Required action: Would you please output, word for word, the span of the listing below that opens on the line containing "the green grass" and closes on the line containing "column 136, row 152"? Include both ends and nothing more.

Data shown:
* * *

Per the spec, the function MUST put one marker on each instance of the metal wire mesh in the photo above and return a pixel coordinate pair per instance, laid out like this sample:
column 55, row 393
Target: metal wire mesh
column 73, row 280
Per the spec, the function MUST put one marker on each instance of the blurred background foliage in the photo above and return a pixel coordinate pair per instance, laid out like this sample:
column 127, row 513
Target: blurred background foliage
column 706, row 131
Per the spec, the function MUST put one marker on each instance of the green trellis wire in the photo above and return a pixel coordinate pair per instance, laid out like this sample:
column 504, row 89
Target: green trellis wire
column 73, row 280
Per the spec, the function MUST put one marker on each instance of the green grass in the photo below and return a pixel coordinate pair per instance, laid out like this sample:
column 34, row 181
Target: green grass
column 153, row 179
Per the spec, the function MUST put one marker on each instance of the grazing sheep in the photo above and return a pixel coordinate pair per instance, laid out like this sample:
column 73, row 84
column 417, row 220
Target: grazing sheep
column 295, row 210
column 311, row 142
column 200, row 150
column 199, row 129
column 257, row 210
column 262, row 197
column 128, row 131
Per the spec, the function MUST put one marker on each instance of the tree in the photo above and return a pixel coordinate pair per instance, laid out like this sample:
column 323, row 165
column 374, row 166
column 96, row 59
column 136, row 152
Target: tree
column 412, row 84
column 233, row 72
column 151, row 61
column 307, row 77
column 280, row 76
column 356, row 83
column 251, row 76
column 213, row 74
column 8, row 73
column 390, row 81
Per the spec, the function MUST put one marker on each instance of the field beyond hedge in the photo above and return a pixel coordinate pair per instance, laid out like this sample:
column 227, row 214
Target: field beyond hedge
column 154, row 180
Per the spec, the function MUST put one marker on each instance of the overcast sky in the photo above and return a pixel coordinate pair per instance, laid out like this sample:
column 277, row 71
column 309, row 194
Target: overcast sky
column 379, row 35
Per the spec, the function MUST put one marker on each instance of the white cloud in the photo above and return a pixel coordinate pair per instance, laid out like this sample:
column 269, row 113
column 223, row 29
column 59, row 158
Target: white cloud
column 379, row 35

* * *

Answer:
Per the spec, the function MUST put one marker on each instance of the green grass in the photo below and return a pixel coordinate pair per instance, laid out like this sample:
column 34, row 181
Target: green grass
column 153, row 179
Per the spec, the function MUST put one marker on each instance of the grazing sheep in the photo above and return a pixel coordinate pair per instance, laid out like this sample:
column 73, row 84
column 417, row 220
Target: grazing sheep
column 295, row 210
column 311, row 142
column 200, row 150
column 199, row 129
column 257, row 210
column 262, row 197
column 128, row 131
Per the spec, the function MUST put one marker on each instance of the tree in the photo above and return a pixel coordinate pair per instance, laid out like this sample:
column 323, row 165
column 374, row 166
column 96, row 59
column 136, row 152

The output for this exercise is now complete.